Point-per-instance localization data
BEGIN

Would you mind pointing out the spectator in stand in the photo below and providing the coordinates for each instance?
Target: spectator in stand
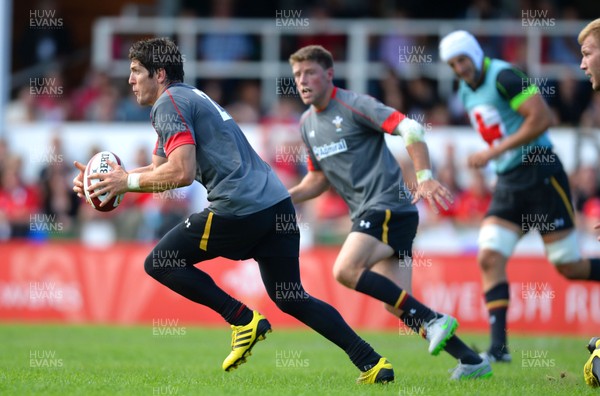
(138, 215)
(50, 97)
(18, 201)
(85, 96)
(335, 43)
(57, 197)
(235, 45)
(591, 115)
(246, 108)
(22, 108)
(41, 45)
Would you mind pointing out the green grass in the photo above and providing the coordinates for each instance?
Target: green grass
(98, 360)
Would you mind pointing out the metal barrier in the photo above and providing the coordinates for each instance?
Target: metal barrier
(357, 69)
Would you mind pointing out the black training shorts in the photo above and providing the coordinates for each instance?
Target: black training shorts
(396, 229)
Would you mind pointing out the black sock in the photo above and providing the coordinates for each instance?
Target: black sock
(594, 269)
(317, 314)
(236, 313)
(383, 289)
(497, 299)
(363, 355)
(457, 349)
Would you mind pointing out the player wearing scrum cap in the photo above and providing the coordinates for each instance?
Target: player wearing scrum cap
(532, 191)
(344, 133)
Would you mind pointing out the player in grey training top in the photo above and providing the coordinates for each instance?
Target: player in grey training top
(223, 155)
(344, 133)
(198, 140)
(350, 128)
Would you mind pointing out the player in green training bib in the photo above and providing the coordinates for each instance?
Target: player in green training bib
(532, 191)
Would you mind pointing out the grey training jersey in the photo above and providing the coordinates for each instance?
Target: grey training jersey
(345, 141)
(238, 181)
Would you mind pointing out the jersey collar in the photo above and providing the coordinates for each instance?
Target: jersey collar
(333, 93)
(486, 65)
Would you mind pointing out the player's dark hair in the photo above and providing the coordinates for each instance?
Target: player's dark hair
(315, 53)
(159, 53)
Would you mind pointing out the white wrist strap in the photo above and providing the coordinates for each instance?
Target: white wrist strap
(423, 175)
(133, 181)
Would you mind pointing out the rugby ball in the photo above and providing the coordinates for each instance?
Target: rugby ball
(99, 164)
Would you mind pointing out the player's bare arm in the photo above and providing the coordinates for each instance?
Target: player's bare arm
(413, 134)
(428, 188)
(178, 170)
(538, 118)
(311, 186)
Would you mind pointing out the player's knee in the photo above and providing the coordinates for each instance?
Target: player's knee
(345, 275)
(490, 260)
(496, 243)
(564, 254)
(291, 301)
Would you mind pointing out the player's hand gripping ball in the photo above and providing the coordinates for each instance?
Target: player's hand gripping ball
(99, 164)
(591, 369)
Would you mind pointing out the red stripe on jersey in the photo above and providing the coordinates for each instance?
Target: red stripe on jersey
(388, 125)
(181, 138)
(392, 122)
(309, 164)
(155, 148)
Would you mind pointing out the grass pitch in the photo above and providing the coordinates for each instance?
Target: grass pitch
(179, 360)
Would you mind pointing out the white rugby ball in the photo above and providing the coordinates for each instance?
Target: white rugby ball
(99, 164)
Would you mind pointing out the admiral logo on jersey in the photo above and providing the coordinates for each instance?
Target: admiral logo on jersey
(327, 150)
(337, 121)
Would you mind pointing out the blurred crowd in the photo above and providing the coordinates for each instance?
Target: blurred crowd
(47, 208)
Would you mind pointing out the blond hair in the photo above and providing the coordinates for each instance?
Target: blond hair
(592, 28)
(315, 53)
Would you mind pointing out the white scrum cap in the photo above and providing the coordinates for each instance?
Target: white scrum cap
(461, 42)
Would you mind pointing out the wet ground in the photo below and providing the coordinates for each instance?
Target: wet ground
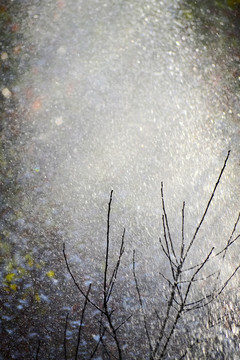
(98, 96)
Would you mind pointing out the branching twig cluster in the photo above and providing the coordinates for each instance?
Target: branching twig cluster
(181, 297)
(108, 325)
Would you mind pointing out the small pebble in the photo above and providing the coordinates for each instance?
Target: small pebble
(59, 120)
(4, 56)
(6, 93)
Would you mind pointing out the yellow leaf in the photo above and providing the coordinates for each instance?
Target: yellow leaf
(13, 287)
(50, 273)
(37, 297)
(21, 271)
(9, 277)
(29, 260)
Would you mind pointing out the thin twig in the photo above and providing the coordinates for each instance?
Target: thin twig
(38, 349)
(81, 321)
(207, 207)
(65, 337)
(107, 249)
(115, 271)
(141, 304)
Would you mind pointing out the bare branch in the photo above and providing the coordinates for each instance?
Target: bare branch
(81, 321)
(65, 337)
(141, 304)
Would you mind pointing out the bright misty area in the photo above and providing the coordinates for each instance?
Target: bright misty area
(141, 97)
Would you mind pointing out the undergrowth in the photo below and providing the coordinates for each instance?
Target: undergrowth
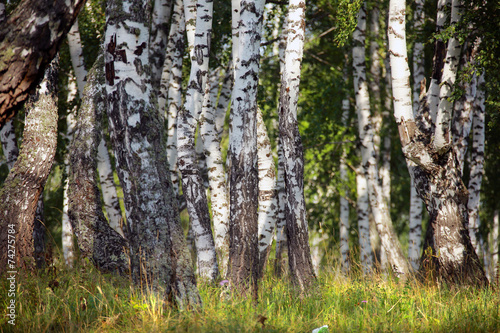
(83, 300)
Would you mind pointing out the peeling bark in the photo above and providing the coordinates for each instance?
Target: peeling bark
(243, 226)
(96, 239)
(158, 252)
(389, 240)
(29, 40)
(21, 190)
(299, 255)
(192, 181)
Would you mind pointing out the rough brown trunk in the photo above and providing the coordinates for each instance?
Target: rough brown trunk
(96, 239)
(24, 184)
(29, 40)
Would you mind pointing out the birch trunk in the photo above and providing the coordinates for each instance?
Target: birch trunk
(363, 212)
(96, 239)
(451, 257)
(494, 239)
(389, 240)
(477, 165)
(268, 201)
(217, 180)
(299, 255)
(192, 182)
(415, 223)
(108, 188)
(36, 45)
(438, 61)
(442, 136)
(24, 184)
(281, 240)
(158, 254)
(344, 204)
(175, 53)
(243, 269)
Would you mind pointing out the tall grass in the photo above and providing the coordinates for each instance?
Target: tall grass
(83, 300)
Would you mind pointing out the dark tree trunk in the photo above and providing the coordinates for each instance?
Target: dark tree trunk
(448, 254)
(29, 40)
(96, 239)
(24, 184)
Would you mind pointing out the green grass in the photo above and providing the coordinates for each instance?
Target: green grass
(83, 300)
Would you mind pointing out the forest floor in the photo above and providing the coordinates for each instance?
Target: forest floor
(83, 300)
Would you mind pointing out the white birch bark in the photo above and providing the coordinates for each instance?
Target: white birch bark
(243, 251)
(344, 204)
(67, 230)
(217, 179)
(281, 239)
(477, 164)
(442, 136)
(439, 54)
(494, 240)
(363, 212)
(192, 183)
(76, 54)
(108, 188)
(299, 255)
(158, 252)
(224, 99)
(9, 143)
(452, 256)
(175, 52)
(389, 240)
(268, 201)
(415, 218)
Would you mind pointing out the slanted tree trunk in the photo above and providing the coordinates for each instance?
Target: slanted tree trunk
(281, 240)
(344, 204)
(243, 268)
(299, 255)
(24, 184)
(175, 53)
(389, 240)
(268, 201)
(36, 29)
(448, 254)
(158, 254)
(415, 223)
(96, 239)
(217, 179)
(192, 182)
(477, 165)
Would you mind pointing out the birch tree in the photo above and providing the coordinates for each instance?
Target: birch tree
(158, 252)
(415, 223)
(24, 184)
(299, 255)
(36, 28)
(389, 240)
(96, 239)
(452, 257)
(192, 182)
(243, 225)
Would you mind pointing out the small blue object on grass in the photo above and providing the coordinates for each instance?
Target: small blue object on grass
(322, 329)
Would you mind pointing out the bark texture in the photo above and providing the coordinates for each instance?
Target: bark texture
(389, 240)
(159, 256)
(244, 188)
(299, 253)
(21, 190)
(448, 253)
(29, 40)
(96, 239)
(192, 181)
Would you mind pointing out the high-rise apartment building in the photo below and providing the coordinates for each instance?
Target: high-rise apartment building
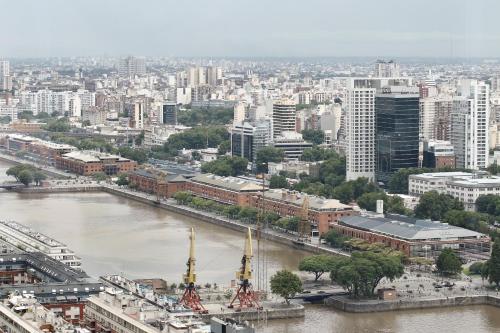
(137, 118)
(284, 116)
(396, 131)
(359, 123)
(469, 125)
(169, 113)
(132, 66)
(5, 78)
(386, 69)
(248, 138)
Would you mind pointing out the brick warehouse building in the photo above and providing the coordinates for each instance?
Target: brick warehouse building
(89, 162)
(323, 213)
(415, 238)
(157, 182)
(226, 190)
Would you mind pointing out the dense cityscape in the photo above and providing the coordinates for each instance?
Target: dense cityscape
(291, 188)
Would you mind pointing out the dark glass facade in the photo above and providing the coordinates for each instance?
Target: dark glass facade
(242, 145)
(396, 133)
(169, 114)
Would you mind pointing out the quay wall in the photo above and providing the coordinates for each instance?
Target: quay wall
(51, 173)
(186, 211)
(348, 305)
(234, 225)
(291, 311)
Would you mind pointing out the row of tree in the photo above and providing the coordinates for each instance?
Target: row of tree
(26, 174)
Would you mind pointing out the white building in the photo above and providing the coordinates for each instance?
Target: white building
(469, 126)
(284, 116)
(5, 78)
(360, 132)
(132, 66)
(466, 187)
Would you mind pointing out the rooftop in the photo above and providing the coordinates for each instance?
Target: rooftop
(297, 198)
(408, 228)
(88, 156)
(229, 183)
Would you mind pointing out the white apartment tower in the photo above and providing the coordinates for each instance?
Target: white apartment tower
(5, 79)
(284, 116)
(469, 125)
(386, 69)
(132, 66)
(138, 116)
(360, 132)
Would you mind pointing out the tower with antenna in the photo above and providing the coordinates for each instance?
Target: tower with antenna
(304, 227)
(245, 296)
(191, 298)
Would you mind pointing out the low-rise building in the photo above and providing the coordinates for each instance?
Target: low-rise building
(226, 190)
(156, 182)
(295, 167)
(466, 187)
(415, 238)
(90, 162)
(323, 213)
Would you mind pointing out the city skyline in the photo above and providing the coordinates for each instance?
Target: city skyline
(226, 29)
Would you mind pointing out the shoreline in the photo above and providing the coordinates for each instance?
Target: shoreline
(368, 306)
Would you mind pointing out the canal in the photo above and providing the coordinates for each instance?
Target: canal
(117, 235)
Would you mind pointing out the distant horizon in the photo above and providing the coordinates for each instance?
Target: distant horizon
(228, 28)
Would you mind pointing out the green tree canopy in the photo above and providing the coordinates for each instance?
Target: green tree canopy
(317, 264)
(316, 137)
(434, 205)
(266, 155)
(226, 166)
(285, 284)
(493, 264)
(448, 263)
(278, 181)
(361, 273)
(25, 177)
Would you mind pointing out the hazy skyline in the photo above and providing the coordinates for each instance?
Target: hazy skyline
(439, 28)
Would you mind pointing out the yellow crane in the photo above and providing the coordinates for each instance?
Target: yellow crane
(304, 227)
(190, 298)
(245, 295)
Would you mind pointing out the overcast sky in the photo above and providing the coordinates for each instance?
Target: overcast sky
(424, 28)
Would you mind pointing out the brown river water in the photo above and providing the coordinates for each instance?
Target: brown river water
(117, 235)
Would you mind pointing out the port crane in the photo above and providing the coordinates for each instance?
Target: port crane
(245, 296)
(304, 227)
(190, 298)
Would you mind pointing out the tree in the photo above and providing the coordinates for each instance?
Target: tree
(468, 220)
(226, 166)
(489, 204)
(335, 239)
(122, 180)
(38, 177)
(494, 264)
(25, 177)
(434, 205)
(99, 176)
(182, 197)
(266, 155)
(361, 273)
(278, 182)
(316, 153)
(317, 265)
(316, 137)
(448, 263)
(476, 268)
(285, 284)
(58, 125)
(138, 155)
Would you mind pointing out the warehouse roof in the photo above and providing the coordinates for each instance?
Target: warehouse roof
(407, 228)
(229, 183)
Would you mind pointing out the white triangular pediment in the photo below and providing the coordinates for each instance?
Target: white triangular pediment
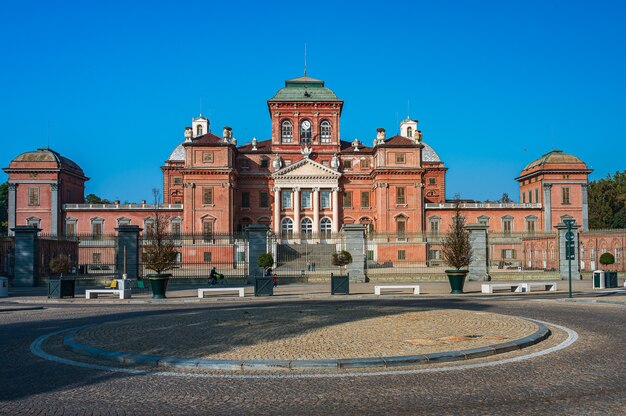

END

Counting every line that holds the string "pediment", give the total for the data above and nothing else.

2